Please arrange the entries from the start of the entries through the line that contains "[1280, 708]" as a two-column CSV with the columns text and answer, one row per entry. Put each value in a single quoted field with its line breaks replaced by spaces, and leave out the pictures.

****************

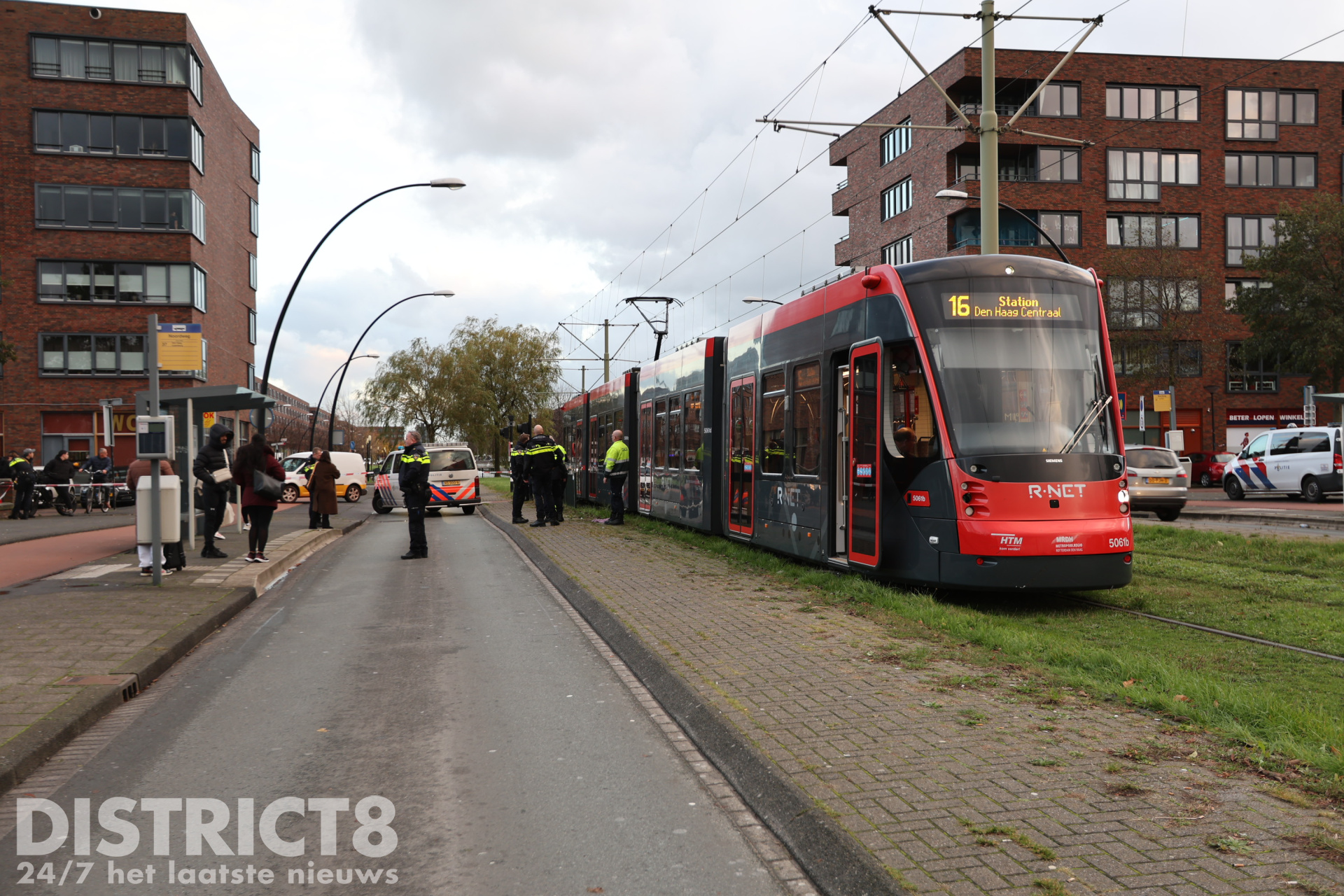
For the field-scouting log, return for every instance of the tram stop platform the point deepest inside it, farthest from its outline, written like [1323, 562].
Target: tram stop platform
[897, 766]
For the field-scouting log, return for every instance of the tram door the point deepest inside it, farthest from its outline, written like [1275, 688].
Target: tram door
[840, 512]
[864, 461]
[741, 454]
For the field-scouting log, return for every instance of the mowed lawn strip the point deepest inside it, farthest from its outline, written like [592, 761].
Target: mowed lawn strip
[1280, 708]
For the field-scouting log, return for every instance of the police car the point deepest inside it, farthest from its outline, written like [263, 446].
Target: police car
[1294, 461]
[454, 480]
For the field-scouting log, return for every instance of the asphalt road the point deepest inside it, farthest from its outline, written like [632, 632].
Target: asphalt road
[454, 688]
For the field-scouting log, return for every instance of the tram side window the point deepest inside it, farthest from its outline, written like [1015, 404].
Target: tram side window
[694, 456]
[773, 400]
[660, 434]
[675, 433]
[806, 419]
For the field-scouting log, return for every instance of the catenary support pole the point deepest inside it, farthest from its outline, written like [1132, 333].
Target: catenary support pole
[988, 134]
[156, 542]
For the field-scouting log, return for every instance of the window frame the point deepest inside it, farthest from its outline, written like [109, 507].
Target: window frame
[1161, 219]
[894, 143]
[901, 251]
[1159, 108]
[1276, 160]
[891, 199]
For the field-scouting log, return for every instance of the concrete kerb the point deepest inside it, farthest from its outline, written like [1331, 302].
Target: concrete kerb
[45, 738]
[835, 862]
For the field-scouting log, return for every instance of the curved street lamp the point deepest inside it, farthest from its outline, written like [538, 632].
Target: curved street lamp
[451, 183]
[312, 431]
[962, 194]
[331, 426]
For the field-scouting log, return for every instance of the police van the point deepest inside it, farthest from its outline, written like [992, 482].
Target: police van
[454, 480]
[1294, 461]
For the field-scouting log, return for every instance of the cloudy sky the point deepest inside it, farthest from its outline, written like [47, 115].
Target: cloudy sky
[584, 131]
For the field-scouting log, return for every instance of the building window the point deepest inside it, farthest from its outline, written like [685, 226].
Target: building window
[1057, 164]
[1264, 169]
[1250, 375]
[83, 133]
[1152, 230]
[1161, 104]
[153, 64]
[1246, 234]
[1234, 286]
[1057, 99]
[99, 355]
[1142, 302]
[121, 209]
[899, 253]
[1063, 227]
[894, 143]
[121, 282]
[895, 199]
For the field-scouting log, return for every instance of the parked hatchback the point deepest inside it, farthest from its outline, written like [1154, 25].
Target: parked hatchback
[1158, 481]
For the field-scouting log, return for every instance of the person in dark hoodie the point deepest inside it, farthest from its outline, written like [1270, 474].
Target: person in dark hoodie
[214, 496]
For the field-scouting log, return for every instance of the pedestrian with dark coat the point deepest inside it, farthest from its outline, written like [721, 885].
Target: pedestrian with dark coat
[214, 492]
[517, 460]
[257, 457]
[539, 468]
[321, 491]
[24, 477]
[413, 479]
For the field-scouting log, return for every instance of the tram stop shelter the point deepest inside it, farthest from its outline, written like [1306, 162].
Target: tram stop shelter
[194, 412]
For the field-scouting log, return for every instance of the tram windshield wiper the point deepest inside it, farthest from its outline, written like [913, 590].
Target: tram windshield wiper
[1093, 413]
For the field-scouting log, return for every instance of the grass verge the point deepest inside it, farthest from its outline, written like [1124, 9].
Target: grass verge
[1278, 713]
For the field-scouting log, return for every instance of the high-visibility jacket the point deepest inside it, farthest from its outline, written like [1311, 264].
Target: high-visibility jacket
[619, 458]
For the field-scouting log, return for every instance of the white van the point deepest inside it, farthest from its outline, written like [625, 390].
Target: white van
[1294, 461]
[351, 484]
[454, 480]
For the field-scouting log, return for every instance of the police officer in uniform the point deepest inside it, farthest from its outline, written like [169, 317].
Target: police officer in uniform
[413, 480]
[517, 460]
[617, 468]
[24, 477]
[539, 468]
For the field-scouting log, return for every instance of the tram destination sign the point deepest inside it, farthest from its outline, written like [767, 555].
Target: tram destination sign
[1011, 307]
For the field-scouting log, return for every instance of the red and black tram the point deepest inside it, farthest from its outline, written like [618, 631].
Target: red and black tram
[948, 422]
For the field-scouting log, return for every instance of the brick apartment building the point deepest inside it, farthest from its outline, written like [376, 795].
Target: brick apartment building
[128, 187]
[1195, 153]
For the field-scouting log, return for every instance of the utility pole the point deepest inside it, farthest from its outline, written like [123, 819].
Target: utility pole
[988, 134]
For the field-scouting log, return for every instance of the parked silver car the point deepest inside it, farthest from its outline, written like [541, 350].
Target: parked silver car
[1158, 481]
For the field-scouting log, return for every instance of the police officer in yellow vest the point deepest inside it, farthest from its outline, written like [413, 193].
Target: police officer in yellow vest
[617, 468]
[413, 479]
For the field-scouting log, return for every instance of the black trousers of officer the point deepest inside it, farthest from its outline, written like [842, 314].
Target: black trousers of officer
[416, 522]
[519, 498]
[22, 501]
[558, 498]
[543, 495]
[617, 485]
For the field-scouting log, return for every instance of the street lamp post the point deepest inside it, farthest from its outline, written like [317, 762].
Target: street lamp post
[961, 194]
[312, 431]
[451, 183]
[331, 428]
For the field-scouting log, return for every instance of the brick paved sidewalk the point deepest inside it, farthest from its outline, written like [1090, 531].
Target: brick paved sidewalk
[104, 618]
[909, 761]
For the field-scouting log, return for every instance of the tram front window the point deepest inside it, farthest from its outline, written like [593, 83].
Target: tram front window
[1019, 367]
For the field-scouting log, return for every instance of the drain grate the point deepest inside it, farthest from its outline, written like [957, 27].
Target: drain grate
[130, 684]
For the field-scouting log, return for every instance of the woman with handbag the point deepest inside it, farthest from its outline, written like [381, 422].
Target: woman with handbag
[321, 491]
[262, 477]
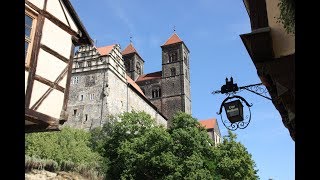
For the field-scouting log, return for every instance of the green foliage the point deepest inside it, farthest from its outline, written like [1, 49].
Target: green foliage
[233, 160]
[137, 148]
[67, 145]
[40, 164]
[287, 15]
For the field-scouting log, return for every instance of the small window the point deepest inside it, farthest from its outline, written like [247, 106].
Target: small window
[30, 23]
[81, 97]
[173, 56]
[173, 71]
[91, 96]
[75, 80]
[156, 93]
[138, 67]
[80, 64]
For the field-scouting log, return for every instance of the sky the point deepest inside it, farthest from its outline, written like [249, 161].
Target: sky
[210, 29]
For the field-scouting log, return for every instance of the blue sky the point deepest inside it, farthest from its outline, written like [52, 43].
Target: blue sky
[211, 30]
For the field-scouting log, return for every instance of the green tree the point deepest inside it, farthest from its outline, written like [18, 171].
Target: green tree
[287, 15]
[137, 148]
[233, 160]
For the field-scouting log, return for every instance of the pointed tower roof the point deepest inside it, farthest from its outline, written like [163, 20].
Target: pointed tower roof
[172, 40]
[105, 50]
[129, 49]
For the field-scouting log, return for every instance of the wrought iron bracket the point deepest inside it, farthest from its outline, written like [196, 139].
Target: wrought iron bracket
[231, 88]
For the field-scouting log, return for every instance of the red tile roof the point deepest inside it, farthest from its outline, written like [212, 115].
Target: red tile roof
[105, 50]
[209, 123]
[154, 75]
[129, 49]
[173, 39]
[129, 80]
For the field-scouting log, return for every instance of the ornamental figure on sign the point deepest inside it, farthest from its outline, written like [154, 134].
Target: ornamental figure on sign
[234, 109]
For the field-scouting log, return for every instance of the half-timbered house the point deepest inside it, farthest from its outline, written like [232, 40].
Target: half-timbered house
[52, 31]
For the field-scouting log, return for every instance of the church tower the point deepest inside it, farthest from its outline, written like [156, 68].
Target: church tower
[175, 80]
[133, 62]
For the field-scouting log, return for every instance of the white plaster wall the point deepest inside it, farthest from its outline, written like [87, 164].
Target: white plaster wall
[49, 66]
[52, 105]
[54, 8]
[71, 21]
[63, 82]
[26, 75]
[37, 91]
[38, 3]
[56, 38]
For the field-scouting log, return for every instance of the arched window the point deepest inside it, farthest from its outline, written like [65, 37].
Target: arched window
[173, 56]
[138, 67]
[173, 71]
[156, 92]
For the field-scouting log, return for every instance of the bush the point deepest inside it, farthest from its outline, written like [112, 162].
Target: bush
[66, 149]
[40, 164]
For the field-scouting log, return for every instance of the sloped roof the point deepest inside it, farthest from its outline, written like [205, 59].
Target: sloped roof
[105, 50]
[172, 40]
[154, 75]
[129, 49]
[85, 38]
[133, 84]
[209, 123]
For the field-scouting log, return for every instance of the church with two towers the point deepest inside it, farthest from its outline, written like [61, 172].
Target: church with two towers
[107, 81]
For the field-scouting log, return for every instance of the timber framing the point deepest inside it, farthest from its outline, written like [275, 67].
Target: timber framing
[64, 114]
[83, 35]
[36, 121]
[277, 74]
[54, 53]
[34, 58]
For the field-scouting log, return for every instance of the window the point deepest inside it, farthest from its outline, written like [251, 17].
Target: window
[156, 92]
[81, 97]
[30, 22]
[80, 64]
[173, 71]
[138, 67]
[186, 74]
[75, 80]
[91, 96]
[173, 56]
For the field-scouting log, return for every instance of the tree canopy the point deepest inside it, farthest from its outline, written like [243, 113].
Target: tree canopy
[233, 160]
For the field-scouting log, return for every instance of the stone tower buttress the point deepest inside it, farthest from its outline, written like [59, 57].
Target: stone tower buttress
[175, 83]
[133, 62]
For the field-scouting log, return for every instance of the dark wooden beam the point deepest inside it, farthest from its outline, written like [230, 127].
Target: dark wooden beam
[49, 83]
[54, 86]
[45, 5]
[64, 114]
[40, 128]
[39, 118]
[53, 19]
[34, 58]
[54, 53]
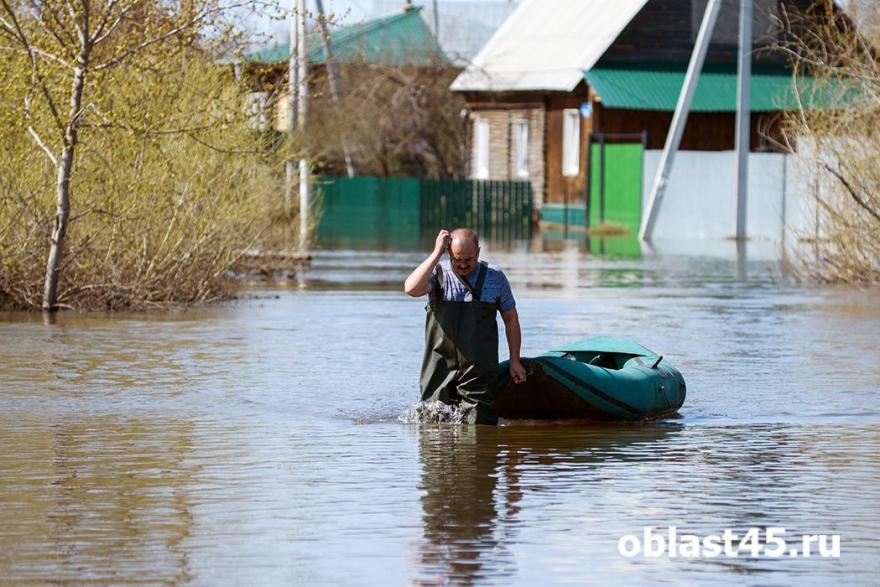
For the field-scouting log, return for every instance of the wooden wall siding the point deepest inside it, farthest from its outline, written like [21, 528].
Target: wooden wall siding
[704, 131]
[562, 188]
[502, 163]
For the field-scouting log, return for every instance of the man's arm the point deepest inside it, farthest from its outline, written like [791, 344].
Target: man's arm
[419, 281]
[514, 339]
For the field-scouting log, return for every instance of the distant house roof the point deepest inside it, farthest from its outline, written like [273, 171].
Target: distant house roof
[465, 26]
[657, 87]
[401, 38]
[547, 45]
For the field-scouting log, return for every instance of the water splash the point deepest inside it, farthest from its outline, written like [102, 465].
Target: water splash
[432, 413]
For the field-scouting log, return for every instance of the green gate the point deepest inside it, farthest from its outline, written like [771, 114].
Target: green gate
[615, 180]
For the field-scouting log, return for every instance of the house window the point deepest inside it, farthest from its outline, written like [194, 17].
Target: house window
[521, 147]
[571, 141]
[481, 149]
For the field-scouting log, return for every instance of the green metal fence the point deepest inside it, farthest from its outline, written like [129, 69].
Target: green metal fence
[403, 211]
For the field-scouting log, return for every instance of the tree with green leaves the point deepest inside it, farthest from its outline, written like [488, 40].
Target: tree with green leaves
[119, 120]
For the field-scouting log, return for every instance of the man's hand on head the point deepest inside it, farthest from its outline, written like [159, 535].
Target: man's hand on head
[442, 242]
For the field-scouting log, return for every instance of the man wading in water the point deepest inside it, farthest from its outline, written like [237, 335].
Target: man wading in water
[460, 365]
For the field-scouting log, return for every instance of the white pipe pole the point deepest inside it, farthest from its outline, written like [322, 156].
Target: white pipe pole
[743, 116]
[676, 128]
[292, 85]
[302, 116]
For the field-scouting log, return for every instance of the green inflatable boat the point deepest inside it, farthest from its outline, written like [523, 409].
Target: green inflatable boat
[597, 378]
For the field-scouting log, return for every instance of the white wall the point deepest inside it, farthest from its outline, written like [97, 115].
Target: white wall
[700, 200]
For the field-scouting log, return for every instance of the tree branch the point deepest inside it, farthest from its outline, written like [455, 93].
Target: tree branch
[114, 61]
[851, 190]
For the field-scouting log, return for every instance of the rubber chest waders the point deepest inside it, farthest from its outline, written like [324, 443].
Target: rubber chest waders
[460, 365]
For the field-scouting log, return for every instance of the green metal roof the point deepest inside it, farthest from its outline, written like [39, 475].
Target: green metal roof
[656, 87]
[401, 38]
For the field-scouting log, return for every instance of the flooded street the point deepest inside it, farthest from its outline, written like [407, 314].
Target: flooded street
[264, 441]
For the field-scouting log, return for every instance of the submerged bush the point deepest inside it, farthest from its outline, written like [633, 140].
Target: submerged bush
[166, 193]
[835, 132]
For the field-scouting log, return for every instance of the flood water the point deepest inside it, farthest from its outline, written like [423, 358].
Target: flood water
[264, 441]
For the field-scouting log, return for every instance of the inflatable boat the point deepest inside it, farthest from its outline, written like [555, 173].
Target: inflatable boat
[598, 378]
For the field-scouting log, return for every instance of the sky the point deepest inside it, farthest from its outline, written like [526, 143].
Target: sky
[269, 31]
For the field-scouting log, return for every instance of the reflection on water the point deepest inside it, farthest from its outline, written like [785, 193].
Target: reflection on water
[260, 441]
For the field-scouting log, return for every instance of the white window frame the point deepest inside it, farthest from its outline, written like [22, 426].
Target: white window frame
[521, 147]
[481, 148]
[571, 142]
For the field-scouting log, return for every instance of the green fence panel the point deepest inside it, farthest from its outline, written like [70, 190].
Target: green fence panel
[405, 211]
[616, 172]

****************

Final result:
text,answer
"For the field-scouting log, return for every instance of the tram stop platform the point deepest inside it, farthest from its outline, written like [1323, 562]. Target: tram stop platform","[897, 766]"
"For the field-scouting log, return for every instance of the tram door the point deepest inside it, farthest from its outline, written like [1275, 688]. Target: tram door","[840, 512] [864, 461] [741, 454]"
"For the field-scouting log, return for every instance of the mowed lawn strip the point deepest inside it, farthest from its outline, written like [592, 761]. Target: mowed lawn strip","[1280, 708]"